OBJECTIVE: Rewrite the lines of the listing below, from the line with "gray house?" through the end of the listing, as a numbered list, leaving out any blank lines.
##########
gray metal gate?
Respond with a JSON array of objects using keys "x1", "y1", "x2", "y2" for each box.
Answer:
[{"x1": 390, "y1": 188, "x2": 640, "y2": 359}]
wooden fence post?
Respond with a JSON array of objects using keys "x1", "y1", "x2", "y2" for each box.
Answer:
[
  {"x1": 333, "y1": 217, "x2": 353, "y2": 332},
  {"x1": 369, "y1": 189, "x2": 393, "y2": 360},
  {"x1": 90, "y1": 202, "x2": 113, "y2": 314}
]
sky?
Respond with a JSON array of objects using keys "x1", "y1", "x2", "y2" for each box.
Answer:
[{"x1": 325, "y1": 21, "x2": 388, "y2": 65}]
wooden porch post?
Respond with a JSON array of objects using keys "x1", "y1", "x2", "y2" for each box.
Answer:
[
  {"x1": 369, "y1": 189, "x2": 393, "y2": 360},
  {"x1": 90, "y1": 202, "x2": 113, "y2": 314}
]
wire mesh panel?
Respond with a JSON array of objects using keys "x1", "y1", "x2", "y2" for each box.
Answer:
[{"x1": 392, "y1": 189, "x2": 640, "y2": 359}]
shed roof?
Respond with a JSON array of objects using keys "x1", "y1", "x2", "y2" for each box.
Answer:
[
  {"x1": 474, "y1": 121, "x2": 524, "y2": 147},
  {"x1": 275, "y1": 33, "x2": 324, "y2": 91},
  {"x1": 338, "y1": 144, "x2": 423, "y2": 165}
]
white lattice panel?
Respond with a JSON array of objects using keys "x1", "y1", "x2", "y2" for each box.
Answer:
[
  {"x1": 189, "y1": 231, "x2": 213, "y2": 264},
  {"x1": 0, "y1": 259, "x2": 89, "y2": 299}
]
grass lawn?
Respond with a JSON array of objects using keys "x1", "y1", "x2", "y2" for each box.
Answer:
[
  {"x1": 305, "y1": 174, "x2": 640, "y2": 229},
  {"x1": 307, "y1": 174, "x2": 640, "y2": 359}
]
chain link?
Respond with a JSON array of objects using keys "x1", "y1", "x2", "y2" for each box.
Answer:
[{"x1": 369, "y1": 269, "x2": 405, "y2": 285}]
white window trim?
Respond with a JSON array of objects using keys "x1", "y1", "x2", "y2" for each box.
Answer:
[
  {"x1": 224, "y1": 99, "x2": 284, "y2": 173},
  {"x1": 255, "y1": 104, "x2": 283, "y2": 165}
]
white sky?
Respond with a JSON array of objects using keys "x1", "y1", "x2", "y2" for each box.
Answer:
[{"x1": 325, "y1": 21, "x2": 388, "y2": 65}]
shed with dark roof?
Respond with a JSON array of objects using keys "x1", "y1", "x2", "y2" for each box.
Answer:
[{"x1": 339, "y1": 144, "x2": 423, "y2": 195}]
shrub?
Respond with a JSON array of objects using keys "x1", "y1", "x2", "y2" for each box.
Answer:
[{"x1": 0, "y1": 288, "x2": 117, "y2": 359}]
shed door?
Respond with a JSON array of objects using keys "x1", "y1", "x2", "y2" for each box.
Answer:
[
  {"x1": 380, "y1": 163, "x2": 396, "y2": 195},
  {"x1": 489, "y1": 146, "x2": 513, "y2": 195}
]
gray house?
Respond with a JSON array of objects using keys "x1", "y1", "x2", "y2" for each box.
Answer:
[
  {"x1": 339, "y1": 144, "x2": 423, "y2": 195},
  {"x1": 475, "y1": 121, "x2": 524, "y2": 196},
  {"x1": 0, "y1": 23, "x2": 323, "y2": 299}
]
##########
RESPONSE:
1. gray house?
2. Respond with a JSON array of objects using keys "x1", "y1", "x2", "y2" for each box.
3. Answer:
4. [
5.   {"x1": 339, "y1": 144, "x2": 423, "y2": 195},
6.   {"x1": 475, "y1": 121, "x2": 524, "y2": 196},
7.   {"x1": 0, "y1": 23, "x2": 323, "y2": 299}
8. ]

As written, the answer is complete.